Extract provided -

** Begin **

Twenty-Four Years Earlier
.......After
a snowfall of two feet, young Ethan Frome walks through the village to
the white-steepled Congregational church—past Irishman Michael Eady's grocery
and Lawyer Varnum's mansion. Several years before, he was studying at a
technology college in Worcester, but his father's death ended his education.
His time at Worcester had given him just enough knowledge to speculate
on the meanings behind daily events.
.......In
the church, a dance is in progress. A fiddler and an organist are providing
the music. Frome posts himself outside a window and peers inside. During
a Virginia reel, he observes a woman with dark hair and a slender figure
moving down a line. Her partner is Denis Eady—son of the grocer—who looks
upon the girl as if he owns her.
.......“Heretofore,”
the narrator says, “Ethan Frome had been content to think him a mean fellow;
but now he positively invited a horse-whipping” (Section 2, Chapter 1).
.......The
girl's name is Mattie Silver, the cousin of his wife, Zeena. She had come
from Stamford, Connecticut, to live with the Fromes to help Zeena, who
is sickly.
Whenever Mattie goes to
Starkfield for some amusement, Ethan accompanies her to and from the town.
He had balked at first when Zeena asked him to perform this occasional
chore. Now he looks forward to it. He is aware of Mattie's beauty, and
he enjoys talking with her and telling her things.
......."That's
Orion down yonder,” he would say, using his learning from the college.
“The big fellow to the right is Aldebaran, and the bunch of little ones—like
bees swarming—they're the Pleiades . . ." (Section 2, Chapter 1).
.......At
the church dance, he notices with dismay that she gives her young partners
the same looks that she gives him. He had thought that such looks were
reserved only for him. Zeena had never spoken of Mattie as a rival, but
lately she has been complaining about the inefficiency of her housework.
Ethan has to admit that Mattie is not the best of housekeepers.
.......One
winter morning while Ethan is dressing, Zeena says to him, "The doctor
don't want I should be left without anybody to do for me."
.......When
Ethan asks what she means, Zeena says she might be left without help if
Mattie marries Denis Eady. Ethan replies, "Denis Eady! If that's all, I
guess there's no such hurry to look round for a girl" (Section 2, Chapter
1).
.......He
hurries dressing, saying he has to get to work. Zeena replies, "I guess
you're always late, now you shave every morning" (Section 2, Chapter 1).
This remark is a hint that ever since Mattie arrived Ethan has made it
a point to shave every morning. That is Zeena's way—letting things happen
and then, weeks later, making an oblique remark about them.

** End **

Data section -
** Begin **

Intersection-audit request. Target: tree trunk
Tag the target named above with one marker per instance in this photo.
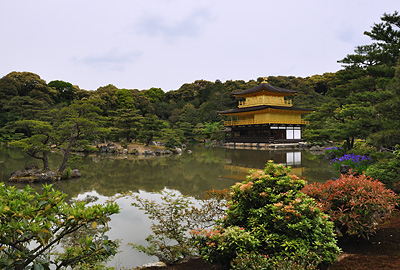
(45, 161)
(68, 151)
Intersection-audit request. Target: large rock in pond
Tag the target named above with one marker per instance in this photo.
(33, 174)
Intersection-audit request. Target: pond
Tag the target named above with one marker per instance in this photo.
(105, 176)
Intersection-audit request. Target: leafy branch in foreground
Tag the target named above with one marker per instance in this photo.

** End **
** Begin **

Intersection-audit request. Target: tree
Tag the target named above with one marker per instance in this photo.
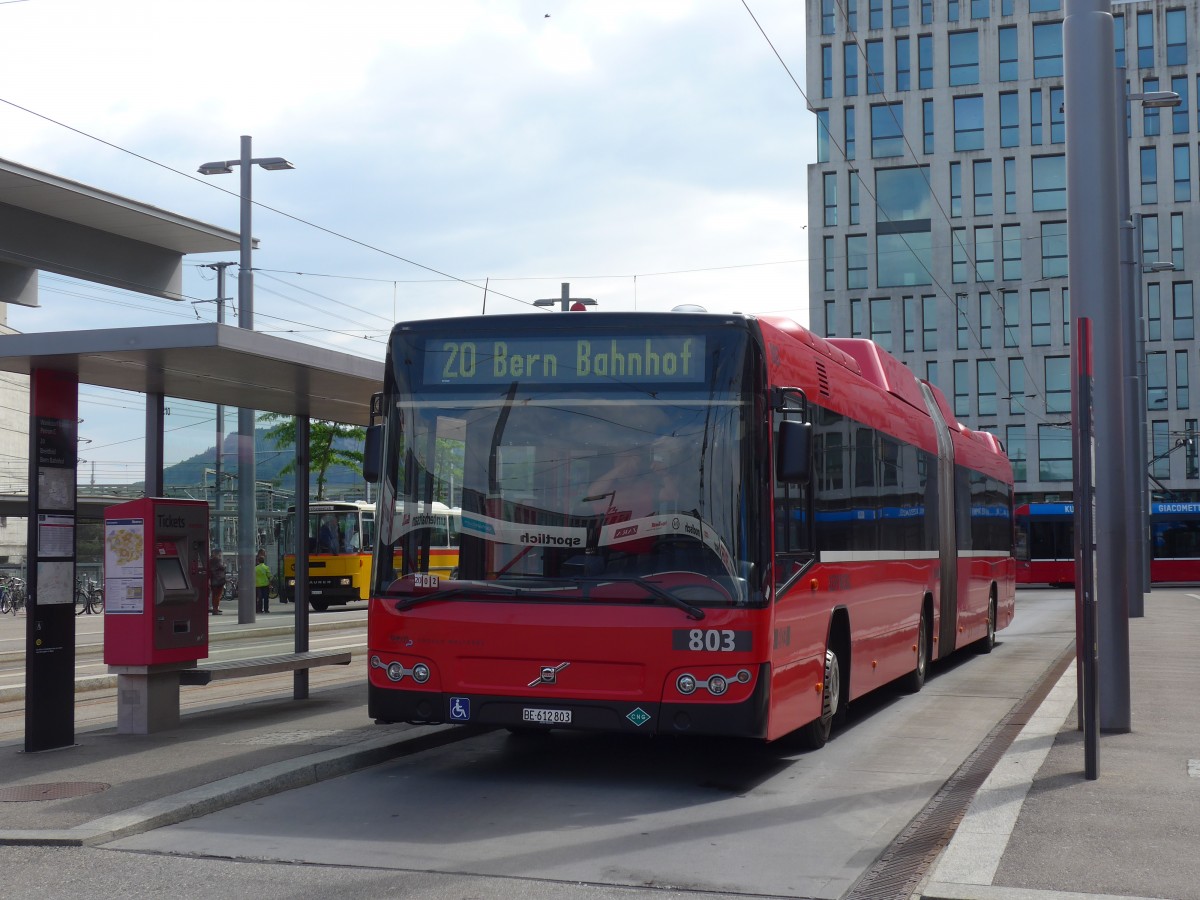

** End **

List of tasks -
1/ According to the Ethan Frome summary, where was Ethan studying before his father's death ended his education?
2/ Reproduce the Ethan Frome summary word for word from "Whenever Mattie goes" up to and including "of her housework.".

Answers to the tasks -
1/ At a technology college in Worcester.

2/
Whenever Mattie goes to
Starkfield for some amusement, Ethan accompanies her to and from the town.
He had balked at first when Zeena asked him to perform this occasional
chore. Now he looks forward to it. He is aware of Mattie's beauty, and
he enjoys talking with her and telling her things.
......."That's
Orion down yonder,” he would say, using his learning from the college.
“The big fellow to the right is Aldebaran, and the bunch of little ones—like
bees swarming—they're the Pleiades . . ." (Section 2, Chapter 1).
.......At
the church dance, he notices with dismay that she gives her young partners
the same looks that she gives him. He had thought that such looks were
reserved only for him. Zeena had never spoken of Mattie as a rival, but
lately she has been complaining about the inefficiency of her housework.